Directive | Can you return every line of the entries below that contains the string "item"? Case counts.

Provided data |
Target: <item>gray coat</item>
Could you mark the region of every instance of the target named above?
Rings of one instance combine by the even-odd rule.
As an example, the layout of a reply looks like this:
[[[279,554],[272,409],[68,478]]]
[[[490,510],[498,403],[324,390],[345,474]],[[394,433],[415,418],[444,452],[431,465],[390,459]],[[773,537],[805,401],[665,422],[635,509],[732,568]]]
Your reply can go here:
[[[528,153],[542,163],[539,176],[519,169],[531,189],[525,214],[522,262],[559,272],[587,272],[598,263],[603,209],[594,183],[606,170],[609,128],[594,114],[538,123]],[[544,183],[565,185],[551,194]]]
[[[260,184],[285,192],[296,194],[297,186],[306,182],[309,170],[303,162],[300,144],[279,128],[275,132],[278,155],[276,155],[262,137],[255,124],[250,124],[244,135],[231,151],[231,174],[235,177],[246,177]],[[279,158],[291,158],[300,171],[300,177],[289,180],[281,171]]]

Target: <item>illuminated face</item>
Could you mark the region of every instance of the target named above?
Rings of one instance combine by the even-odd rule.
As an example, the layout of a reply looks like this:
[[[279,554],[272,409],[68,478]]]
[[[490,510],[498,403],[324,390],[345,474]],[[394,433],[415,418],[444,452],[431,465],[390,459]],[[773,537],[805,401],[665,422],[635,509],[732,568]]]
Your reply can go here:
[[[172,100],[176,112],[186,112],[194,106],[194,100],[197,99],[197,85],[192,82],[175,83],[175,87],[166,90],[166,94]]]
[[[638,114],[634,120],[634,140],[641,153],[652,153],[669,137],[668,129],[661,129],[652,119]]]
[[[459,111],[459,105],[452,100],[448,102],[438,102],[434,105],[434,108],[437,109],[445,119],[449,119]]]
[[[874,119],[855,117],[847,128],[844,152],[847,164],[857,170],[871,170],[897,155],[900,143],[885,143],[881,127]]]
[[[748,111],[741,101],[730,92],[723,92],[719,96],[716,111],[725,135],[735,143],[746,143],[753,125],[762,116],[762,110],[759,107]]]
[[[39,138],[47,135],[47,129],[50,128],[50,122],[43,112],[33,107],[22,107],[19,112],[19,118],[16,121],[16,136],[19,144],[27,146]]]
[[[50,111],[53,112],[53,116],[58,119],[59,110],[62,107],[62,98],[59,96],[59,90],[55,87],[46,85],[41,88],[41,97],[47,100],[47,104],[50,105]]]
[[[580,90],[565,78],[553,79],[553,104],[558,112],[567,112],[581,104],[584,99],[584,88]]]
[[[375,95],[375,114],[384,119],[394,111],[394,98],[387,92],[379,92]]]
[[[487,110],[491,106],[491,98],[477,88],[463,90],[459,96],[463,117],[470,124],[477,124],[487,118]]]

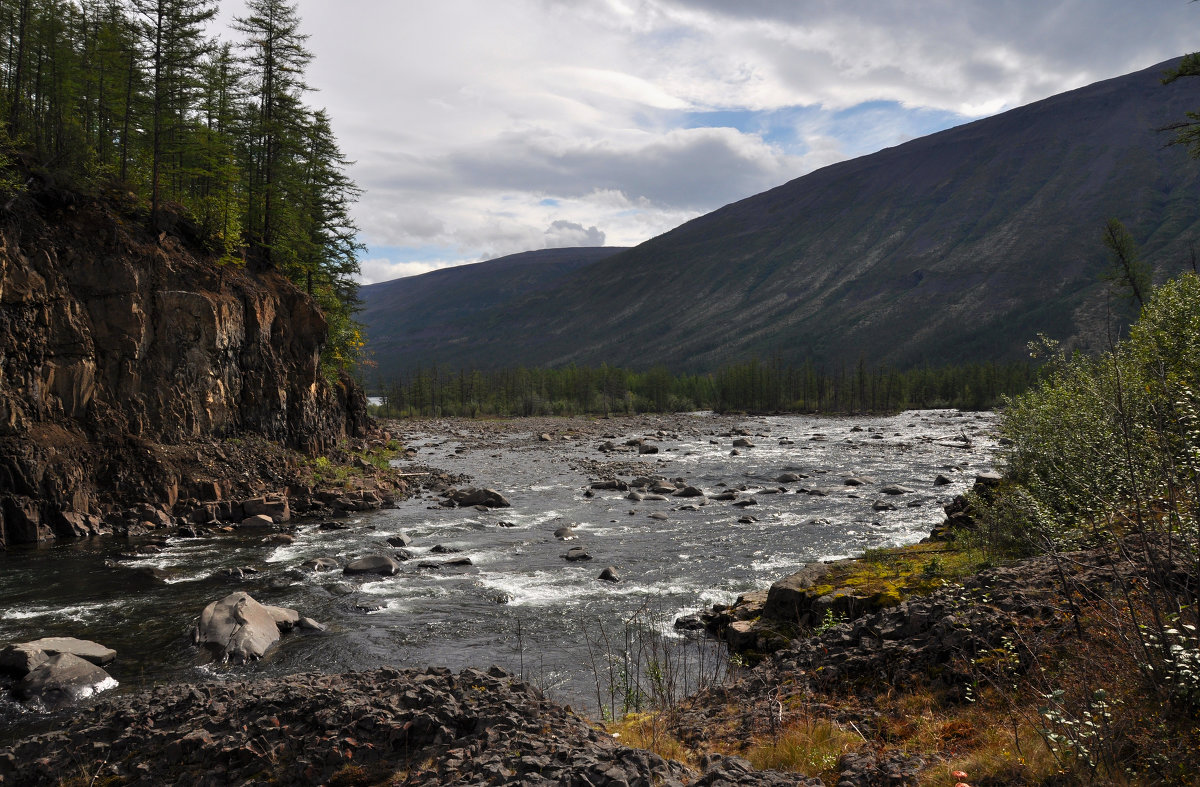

Completed exercise |
Target: <item>gray coat</item>
Target: <item>illuminated face</item>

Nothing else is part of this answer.